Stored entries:
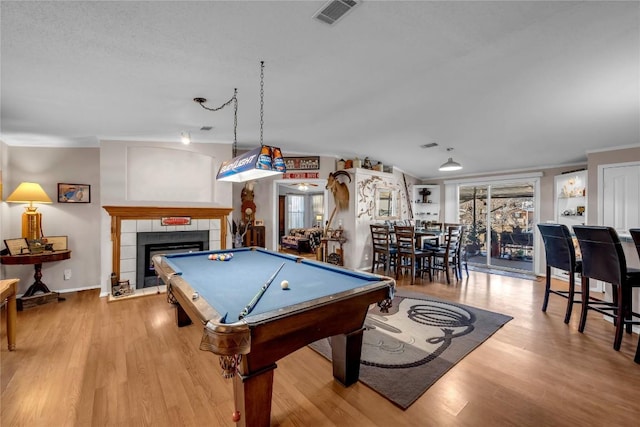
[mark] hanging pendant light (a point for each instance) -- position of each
(258, 163)
(450, 165)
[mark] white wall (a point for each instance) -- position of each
(48, 167)
(87, 226)
(115, 164)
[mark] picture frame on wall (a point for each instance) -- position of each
(17, 246)
(74, 193)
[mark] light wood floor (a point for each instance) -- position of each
(86, 362)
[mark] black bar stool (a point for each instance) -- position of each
(560, 254)
(603, 259)
(635, 234)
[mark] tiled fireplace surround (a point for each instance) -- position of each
(127, 221)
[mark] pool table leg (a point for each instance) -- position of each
(182, 318)
(345, 353)
(252, 394)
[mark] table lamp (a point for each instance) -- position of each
(30, 192)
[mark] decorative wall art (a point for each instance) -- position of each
(74, 193)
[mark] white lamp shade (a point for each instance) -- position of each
(29, 192)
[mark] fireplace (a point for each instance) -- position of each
(153, 243)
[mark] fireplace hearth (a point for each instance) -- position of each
(153, 243)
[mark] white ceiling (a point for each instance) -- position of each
(508, 85)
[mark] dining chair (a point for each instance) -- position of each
(561, 254)
(444, 258)
(460, 255)
(603, 259)
(410, 258)
(384, 252)
(635, 235)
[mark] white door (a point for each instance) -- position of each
(621, 197)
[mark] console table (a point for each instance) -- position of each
(30, 298)
(8, 290)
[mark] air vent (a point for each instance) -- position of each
(334, 10)
(429, 145)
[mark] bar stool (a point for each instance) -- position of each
(603, 259)
(384, 252)
(445, 258)
(635, 235)
(410, 258)
(560, 254)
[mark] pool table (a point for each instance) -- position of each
(322, 300)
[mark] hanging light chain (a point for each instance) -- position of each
(235, 123)
(261, 101)
(234, 100)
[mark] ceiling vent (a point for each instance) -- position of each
(334, 10)
(429, 145)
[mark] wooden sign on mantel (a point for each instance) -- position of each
(301, 175)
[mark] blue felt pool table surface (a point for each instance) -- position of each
(228, 286)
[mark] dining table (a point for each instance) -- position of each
(432, 236)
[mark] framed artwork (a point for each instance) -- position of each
(56, 243)
(302, 163)
(74, 193)
(17, 246)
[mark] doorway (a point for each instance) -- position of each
(500, 219)
(300, 204)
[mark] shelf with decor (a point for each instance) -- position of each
(571, 198)
(570, 207)
(425, 202)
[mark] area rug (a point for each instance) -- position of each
(408, 349)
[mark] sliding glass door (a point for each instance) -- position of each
(500, 218)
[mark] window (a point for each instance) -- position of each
(295, 211)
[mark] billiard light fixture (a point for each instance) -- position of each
(258, 163)
(450, 165)
(30, 192)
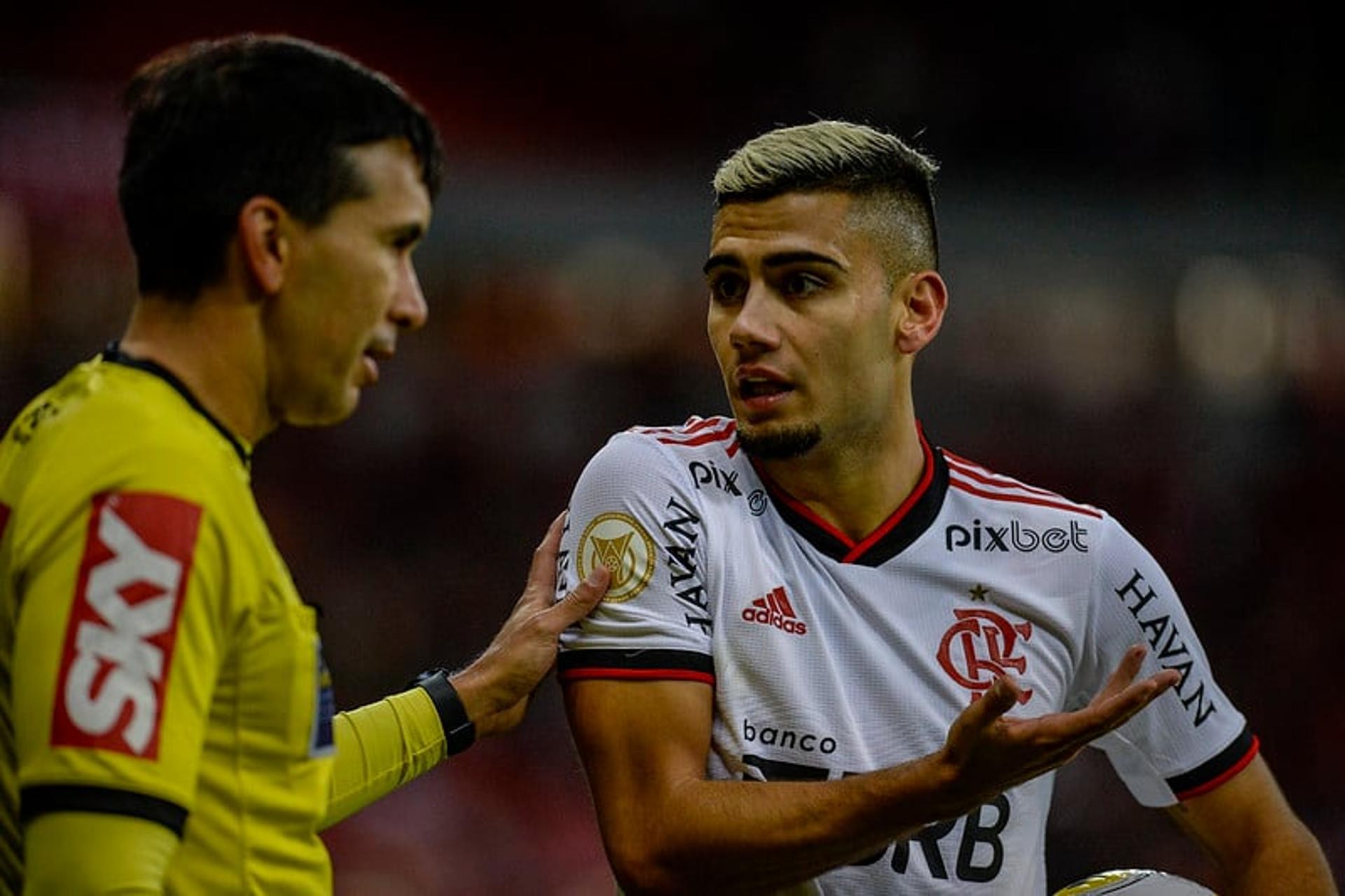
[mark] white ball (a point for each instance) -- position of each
(1136, 881)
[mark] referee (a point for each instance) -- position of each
(166, 719)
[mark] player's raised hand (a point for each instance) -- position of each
(988, 754)
(497, 687)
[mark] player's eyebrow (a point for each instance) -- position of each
(778, 260)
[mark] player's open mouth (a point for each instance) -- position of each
(761, 388)
(763, 393)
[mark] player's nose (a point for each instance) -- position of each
(755, 324)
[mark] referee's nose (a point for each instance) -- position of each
(409, 310)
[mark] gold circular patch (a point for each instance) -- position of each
(619, 542)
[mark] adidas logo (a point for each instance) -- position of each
(775, 609)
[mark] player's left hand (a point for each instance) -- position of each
(497, 687)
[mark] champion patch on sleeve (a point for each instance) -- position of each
(124, 623)
(619, 542)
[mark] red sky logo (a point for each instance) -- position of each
(124, 623)
(775, 609)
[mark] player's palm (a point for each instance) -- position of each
(988, 752)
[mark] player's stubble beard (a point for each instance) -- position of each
(779, 443)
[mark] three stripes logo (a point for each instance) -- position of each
(775, 609)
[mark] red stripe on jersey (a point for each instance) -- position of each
(803, 510)
(1236, 767)
(700, 424)
(704, 439)
(639, 675)
(123, 626)
(993, 478)
(1020, 499)
(899, 514)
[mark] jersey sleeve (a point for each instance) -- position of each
(634, 511)
(1191, 739)
(118, 642)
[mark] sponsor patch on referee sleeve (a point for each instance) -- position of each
(123, 623)
(619, 542)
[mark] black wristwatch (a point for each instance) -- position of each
(459, 731)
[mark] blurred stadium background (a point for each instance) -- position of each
(1143, 221)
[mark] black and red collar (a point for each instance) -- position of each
(896, 533)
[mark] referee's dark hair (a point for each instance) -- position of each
(216, 123)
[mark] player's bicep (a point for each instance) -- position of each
(1242, 818)
(639, 740)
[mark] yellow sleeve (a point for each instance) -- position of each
(96, 853)
(381, 747)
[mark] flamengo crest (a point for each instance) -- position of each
(979, 647)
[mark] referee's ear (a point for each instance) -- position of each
(919, 303)
(264, 244)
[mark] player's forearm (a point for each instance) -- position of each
(1290, 867)
(719, 836)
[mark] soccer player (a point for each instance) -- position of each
(167, 716)
(839, 659)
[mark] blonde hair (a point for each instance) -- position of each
(893, 179)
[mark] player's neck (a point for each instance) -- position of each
(857, 485)
(212, 345)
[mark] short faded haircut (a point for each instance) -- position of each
(892, 179)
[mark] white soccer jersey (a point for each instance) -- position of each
(830, 657)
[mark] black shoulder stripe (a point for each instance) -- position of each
(41, 799)
(1215, 771)
(688, 659)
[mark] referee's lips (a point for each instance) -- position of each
(378, 350)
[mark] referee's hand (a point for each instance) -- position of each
(497, 687)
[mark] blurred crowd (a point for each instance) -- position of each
(1160, 339)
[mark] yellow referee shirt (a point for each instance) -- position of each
(163, 665)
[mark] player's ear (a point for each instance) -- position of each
(920, 301)
(265, 242)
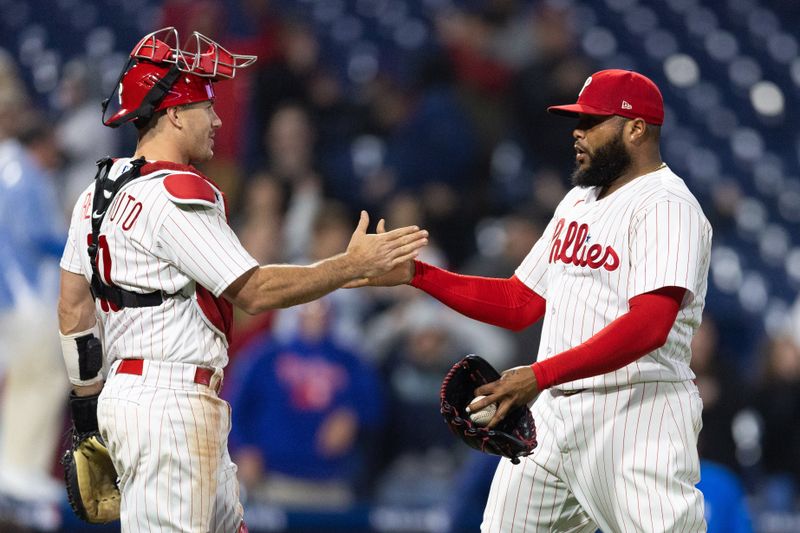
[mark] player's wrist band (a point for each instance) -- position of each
(83, 356)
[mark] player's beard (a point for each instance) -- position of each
(607, 164)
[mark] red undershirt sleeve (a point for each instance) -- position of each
(507, 303)
(641, 330)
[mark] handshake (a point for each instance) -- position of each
(384, 258)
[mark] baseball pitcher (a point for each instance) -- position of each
(619, 277)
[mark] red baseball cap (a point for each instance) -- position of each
(617, 92)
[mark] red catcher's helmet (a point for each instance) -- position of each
(164, 75)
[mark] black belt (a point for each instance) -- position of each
(559, 392)
(121, 298)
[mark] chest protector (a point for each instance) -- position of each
(105, 189)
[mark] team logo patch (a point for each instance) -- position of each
(574, 249)
(585, 84)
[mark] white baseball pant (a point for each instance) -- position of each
(168, 438)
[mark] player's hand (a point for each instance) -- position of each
(377, 254)
(399, 275)
(516, 386)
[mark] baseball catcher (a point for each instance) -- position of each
(513, 437)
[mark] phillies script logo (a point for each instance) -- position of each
(574, 249)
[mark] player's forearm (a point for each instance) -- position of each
(636, 333)
(507, 303)
(280, 286)
(75, 304)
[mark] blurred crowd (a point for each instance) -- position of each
(336, 401)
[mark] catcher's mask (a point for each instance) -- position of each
(160, 74)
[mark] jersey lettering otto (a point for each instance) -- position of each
(149, 242)
(595, 255)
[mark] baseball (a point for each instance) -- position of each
(483, 416)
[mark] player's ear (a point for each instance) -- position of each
(173, 114)
(636, 130)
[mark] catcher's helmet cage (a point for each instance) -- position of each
(163, 74)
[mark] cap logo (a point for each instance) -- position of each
(585, 84)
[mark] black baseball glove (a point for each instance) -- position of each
(89, 474)
(513, 437)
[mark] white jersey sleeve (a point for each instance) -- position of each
(199, 242)
(71, 258)
(668, 245)
(533, 271)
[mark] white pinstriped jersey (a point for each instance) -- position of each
(595, 255)
(148, 242)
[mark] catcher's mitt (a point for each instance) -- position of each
(89, 474)
(513, 437)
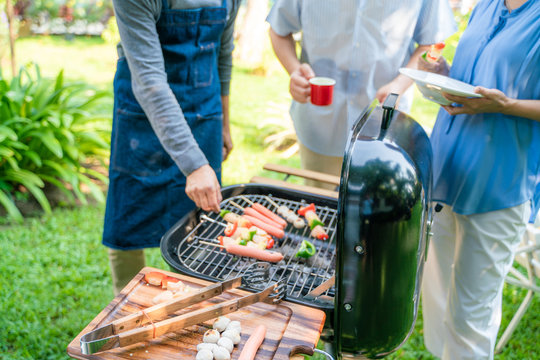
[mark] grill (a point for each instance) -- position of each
(378, 233)
(189, 247)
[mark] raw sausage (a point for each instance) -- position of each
(269, 214)
(253, 343)
(253, 252)
(272, 230)
(252, 212)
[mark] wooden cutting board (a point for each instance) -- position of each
(291, 328)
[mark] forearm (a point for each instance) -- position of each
(285, 50)
(225, 109)
(529, 109)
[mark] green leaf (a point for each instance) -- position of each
(10, 207)
(34, 157)
(23, 177)
(48, 139)
(7, 133)
(39, 196)
(51, 180)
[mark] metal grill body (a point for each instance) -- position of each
(187, 249)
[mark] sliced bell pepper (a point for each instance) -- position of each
(302, 211)
(231, 228)
(307, 250)
(314, 223)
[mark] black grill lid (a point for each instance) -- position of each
(383, 214)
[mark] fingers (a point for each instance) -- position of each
(203, 188)
(299, 88)
(306, 71)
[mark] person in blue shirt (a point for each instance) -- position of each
(486, 171)
(170, 129)
(359, 43)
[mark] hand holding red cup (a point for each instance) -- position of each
(322, 90)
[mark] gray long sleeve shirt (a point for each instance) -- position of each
(140, 45)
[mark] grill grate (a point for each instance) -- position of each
(301, 275)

TASK STATEMENT: Retype exactly the lines from the one containing "[mark] raw sausage" through the end of the data. Add nothing.

TASK OUTPUT:
[mark] raw sausage (a point for each instance) -- position of each
(269, 214)
(253, 343)
(253, 252)
(272, 230)
(252, 212)
[mark] wooden cutting board (a point for each instance) -- position of each
(291, 328)
[mark] forearm (a point for each instance) -- position of each
(285, 50)
(225, 109)
(529, 109)
[mark] green leaf (a point for each instance) -- position of each
(10, 207)
(34, 157)
(23, 177)
(48, 139)
(7, 133)
(39, 196)
(51, 180)
[mark] metal grill body (a point for each instance) -- position of each
(187, 249)
[mark] sliced bell pepper (a point for each instance) -- position of each
(302, 211)
(231, 228)
(307, 250)
(314, 223)
[mark] black grill lid (a point for each instance) -- position of each
(383, 214)
[mark] fingers (a point for each instance) -- position of each
(203, 188)
(299, 88)
(306, 71)
[mark] person in blue shirt (a point for each instance) -- position of each
(486, 171)
(170, 129)
(359, 43)
[mark] hand holding red cup (a point for each instance) -- position of each
(322, 90)
[mark] gray long sleeve shirt (a point for each instance) -- position of each
(140, 45)
[mark] grill grate (a point for each instance) -- position of each
(301, 275)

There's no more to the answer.